* SOURCE DOCUMENT
________________________

I particularly appreciate this piece because it articulates clearly thoughts that have been more inchoate in my mind regarding root causes of a natural/social disaster. Is it climate or is it DEI? That is an obvious framing in these here 2020s and worth some real consideration.

We have an unfortunate destruction of property, life, and community fabric that is hard to grasp, and yet is real, and we have to order in our minds, whether fair or accurate or informed, how this could have transpired. This is the theodicy riddle which I have always shorthanded to, "if God loves us so much, how can 'he' do so much evil." It's a good question. There is no answer. We will have to wait to ask him in person.

I believe human industrialization and population growth and all the rest over the last 250 years is meaningful in terms of weather and wildfires and whatnot. I can see with my eyes how DEI and BIPOC and equity and intersectionality are being weaponized against us.

________________________

* ENTRIES SUPPLIED

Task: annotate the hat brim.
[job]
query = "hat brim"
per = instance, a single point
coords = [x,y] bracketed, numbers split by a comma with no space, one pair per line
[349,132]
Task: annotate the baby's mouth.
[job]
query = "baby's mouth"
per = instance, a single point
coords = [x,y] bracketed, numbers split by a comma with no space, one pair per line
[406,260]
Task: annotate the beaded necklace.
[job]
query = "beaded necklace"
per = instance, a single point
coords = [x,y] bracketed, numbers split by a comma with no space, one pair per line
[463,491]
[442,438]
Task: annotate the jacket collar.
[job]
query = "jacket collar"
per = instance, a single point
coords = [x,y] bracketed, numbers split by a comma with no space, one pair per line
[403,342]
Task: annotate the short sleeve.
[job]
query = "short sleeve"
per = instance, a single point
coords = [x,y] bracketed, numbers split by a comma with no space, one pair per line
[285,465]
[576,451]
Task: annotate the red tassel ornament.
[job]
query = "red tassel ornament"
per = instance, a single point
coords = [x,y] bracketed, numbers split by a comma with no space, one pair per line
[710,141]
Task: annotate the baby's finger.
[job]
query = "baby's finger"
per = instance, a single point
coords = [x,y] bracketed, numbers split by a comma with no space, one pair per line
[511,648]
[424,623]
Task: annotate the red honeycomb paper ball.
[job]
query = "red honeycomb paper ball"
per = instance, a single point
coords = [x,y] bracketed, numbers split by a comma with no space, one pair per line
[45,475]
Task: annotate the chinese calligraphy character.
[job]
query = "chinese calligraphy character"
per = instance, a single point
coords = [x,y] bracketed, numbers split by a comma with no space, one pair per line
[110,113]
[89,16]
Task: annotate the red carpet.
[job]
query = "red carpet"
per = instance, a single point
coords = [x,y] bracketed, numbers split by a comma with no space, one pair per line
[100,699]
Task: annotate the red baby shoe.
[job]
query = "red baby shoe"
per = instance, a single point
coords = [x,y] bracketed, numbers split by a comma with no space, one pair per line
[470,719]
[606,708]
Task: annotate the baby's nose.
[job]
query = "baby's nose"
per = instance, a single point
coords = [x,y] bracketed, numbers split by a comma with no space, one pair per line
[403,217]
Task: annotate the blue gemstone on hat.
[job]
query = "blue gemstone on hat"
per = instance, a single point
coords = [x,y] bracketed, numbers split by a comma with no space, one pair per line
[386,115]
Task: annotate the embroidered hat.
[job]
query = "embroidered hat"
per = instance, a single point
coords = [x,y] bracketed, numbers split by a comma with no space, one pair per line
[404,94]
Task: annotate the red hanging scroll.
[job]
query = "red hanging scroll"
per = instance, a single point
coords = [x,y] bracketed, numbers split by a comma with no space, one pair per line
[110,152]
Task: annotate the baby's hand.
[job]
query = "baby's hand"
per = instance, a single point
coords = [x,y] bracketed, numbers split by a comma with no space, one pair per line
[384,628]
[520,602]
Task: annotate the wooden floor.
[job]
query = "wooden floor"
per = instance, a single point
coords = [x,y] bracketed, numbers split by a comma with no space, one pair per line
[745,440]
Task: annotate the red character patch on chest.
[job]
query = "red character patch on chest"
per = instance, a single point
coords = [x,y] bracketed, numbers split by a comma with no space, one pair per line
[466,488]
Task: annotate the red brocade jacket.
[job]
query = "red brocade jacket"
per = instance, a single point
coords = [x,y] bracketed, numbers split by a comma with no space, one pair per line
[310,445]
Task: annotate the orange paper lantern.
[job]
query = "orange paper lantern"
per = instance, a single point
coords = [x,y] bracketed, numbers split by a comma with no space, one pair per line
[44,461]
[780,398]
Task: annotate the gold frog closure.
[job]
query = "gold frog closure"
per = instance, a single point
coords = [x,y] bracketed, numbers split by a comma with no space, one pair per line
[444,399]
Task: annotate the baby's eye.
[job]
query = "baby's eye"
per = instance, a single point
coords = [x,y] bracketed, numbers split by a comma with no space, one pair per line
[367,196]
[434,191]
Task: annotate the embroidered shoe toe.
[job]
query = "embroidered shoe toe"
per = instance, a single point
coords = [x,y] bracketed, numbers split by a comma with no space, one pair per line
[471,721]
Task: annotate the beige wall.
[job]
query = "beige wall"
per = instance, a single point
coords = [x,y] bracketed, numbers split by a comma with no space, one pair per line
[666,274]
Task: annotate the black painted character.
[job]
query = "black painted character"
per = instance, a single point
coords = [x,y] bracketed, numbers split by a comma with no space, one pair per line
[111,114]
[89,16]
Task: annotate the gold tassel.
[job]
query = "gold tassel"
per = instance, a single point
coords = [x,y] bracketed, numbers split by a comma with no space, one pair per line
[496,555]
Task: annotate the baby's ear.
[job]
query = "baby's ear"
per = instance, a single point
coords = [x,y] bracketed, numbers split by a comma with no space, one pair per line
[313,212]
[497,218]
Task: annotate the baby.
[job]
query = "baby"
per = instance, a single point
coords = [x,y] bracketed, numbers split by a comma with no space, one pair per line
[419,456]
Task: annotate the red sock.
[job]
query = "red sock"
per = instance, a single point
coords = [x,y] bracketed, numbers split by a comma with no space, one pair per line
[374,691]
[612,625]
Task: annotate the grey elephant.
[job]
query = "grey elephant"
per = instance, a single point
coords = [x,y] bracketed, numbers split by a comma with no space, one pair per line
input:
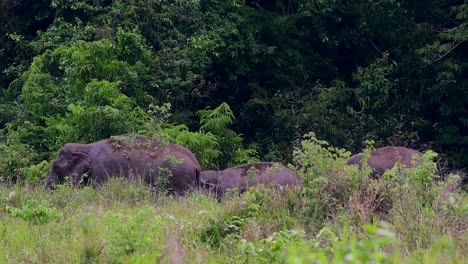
[385,158]
[243,176]
[131,156]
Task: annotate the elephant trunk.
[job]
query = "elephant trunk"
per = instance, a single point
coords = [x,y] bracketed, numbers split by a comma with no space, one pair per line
[51,181]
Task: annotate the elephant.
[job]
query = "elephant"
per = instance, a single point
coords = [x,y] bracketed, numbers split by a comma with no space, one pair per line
[385,158]
[131,156]
[243,176]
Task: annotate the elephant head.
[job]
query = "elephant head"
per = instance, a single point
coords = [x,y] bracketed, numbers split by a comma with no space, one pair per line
[72,162]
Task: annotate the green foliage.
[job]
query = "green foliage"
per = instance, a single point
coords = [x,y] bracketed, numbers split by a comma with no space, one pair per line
[130,234]
[215,145]
[36,212]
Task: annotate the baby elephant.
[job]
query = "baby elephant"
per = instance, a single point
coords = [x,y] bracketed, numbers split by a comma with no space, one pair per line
[385,158]
[244,176]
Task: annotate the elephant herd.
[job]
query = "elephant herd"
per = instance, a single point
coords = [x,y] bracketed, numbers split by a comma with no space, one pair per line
[145,158]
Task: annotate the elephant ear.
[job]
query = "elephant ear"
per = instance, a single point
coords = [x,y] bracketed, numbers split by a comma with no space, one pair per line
[81,167]
[209,180]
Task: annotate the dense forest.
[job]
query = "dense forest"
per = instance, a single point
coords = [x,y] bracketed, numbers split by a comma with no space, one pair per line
[305,83]
[233,80]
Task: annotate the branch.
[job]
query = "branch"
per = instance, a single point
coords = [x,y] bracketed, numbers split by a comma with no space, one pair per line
[446,53]
[377,48]
[451,29]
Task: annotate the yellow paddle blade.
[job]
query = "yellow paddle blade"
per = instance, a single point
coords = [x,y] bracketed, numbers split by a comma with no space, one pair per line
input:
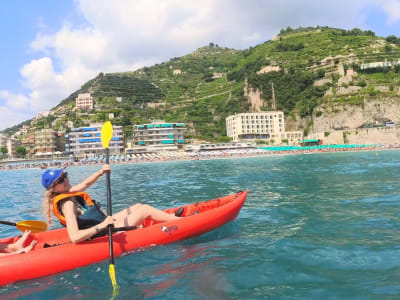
[106,134]
[111,270]
[34,226]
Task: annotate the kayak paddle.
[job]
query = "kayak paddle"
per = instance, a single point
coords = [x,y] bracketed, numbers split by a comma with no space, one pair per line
[106,135]
[33,226]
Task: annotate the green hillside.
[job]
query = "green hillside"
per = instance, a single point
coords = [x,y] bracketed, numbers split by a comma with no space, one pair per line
[204,87]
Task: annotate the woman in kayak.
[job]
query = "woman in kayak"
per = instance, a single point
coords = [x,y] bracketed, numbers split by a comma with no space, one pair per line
[18,246]
[81,215]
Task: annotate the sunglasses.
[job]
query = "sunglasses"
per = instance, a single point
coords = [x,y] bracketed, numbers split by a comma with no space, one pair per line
[62,178]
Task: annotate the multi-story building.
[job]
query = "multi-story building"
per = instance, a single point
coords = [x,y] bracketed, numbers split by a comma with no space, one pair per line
[29,143]
[256,126]
[158,136]
[84,101]
[12,145]
[294,137]
[87,140]
[45,141]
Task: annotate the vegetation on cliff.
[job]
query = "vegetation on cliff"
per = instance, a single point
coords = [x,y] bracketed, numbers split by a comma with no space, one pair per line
[309,67]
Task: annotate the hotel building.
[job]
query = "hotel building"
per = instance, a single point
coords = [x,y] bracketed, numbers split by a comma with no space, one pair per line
[260,126]
[256,126]
[157,136]
[45,141]
[87,140]
[84,101]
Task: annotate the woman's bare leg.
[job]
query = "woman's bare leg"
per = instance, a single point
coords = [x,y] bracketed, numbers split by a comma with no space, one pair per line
[136,214]
[18,245]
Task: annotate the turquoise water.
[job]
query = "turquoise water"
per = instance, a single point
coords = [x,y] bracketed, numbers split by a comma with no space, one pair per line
[313,227]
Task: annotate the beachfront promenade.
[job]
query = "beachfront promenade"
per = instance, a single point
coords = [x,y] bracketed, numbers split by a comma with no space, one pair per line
[199,155]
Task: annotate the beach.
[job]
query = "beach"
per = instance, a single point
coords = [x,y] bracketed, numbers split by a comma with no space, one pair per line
[186,155]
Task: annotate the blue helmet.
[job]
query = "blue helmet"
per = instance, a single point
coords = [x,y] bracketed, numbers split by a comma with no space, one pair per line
[49,176]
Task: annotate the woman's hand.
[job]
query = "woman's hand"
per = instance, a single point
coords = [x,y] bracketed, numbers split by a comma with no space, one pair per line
[107,221]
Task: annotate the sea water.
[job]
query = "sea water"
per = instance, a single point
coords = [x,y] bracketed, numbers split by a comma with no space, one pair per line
[319,226]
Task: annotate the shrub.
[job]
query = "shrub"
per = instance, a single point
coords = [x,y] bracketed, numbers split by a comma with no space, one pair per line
[362,83]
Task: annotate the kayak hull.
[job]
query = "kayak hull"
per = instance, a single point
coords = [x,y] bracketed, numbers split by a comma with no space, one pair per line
[54,252]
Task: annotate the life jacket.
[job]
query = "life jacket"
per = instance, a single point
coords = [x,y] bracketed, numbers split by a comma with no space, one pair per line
[92,215]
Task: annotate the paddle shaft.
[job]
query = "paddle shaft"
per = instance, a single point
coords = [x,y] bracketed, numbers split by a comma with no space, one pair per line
[109,208]
[8,223]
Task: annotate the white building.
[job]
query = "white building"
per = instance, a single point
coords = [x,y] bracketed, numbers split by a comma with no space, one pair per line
[256,126]
[84,101]
[87,140]
[157,136]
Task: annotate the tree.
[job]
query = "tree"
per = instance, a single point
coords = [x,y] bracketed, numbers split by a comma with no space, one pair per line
[4,150]
[21,151]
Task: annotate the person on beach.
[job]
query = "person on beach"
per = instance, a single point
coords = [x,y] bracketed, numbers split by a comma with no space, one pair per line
[81,215]
[18,246]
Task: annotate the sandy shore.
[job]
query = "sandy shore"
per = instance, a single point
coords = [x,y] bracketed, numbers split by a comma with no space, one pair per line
[178,156]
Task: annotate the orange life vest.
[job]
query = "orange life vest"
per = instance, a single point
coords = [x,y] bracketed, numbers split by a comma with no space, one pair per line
[56,201]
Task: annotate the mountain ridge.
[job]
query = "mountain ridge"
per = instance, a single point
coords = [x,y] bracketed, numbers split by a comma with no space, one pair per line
[312,68]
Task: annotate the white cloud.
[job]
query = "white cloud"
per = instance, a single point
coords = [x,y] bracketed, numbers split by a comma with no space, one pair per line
[122,35]
[392,8]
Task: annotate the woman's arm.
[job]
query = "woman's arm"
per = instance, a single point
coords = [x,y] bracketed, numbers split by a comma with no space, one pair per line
[75,234]
[90,180]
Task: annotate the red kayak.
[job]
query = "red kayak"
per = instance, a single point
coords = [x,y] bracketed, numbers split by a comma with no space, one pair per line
[54,252]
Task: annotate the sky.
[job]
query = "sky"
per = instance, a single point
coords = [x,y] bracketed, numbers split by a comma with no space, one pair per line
[49,49]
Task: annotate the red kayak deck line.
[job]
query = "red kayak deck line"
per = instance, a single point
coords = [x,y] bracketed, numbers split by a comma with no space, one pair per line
[63,255]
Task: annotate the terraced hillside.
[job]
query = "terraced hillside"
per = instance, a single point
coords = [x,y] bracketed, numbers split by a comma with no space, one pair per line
[312,71]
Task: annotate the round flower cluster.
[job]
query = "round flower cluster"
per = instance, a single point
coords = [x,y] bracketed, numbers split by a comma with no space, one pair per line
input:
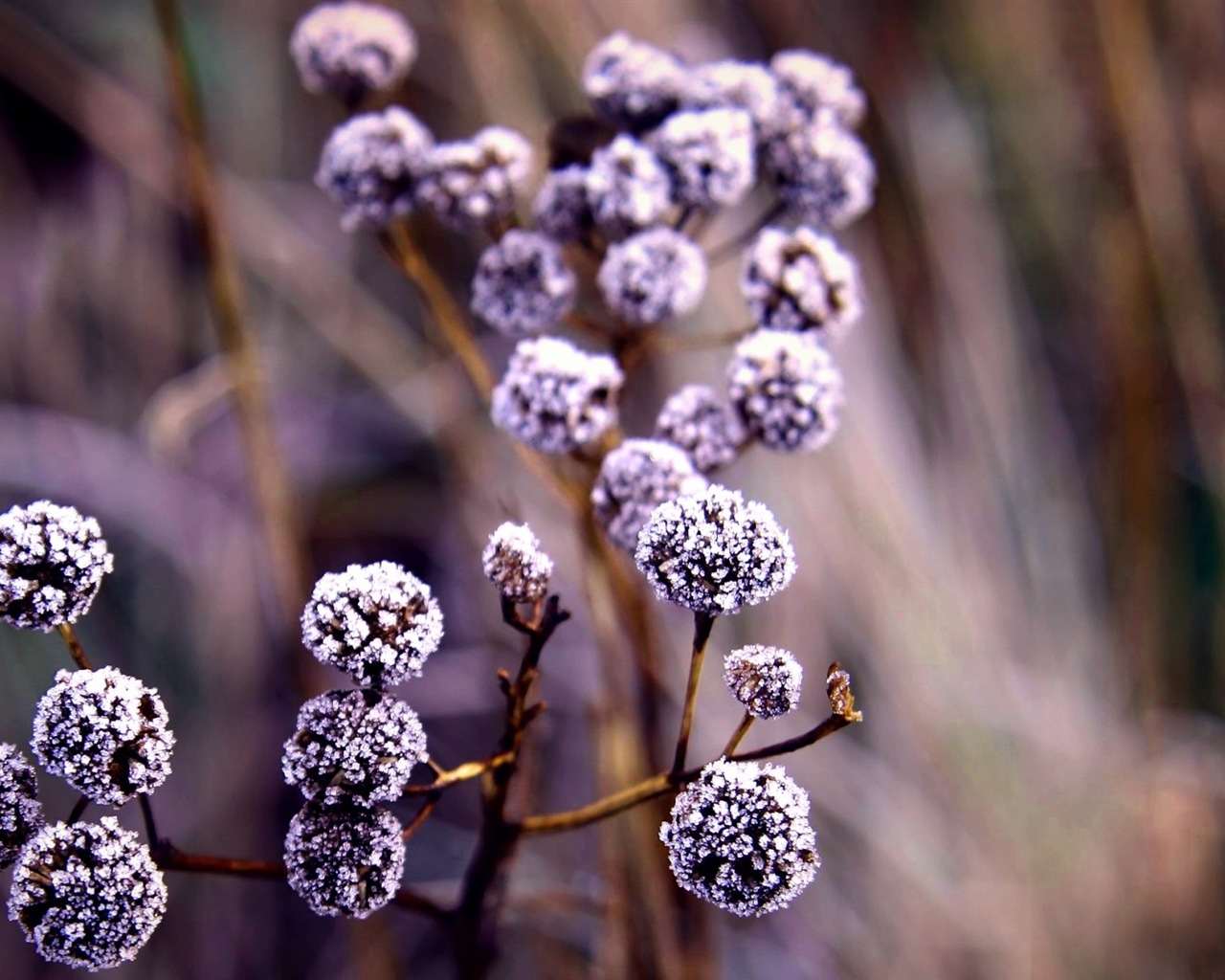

________________________

* REQUIREMENTS
From the commentary on climate, DEI, and the causes of the disaster, write out the part that begins with the words containing "We have an unfortunate" and ends with "him in person.". The records come from a different source than the text.

* ANSWER TO THE EXERCISE
We have an unfortunate destruction of property, life, and community fabric that is hard to grasp, and yet is real, and we have to order in our minds, whether fair or accurate or informed, how this could have transpired. This is the theodicy riddle which I have always shorthanded to, "if God loves us so much, how can 'he' do so much evil." It's a good question. There is no answer. We will have to wait to ask him in person.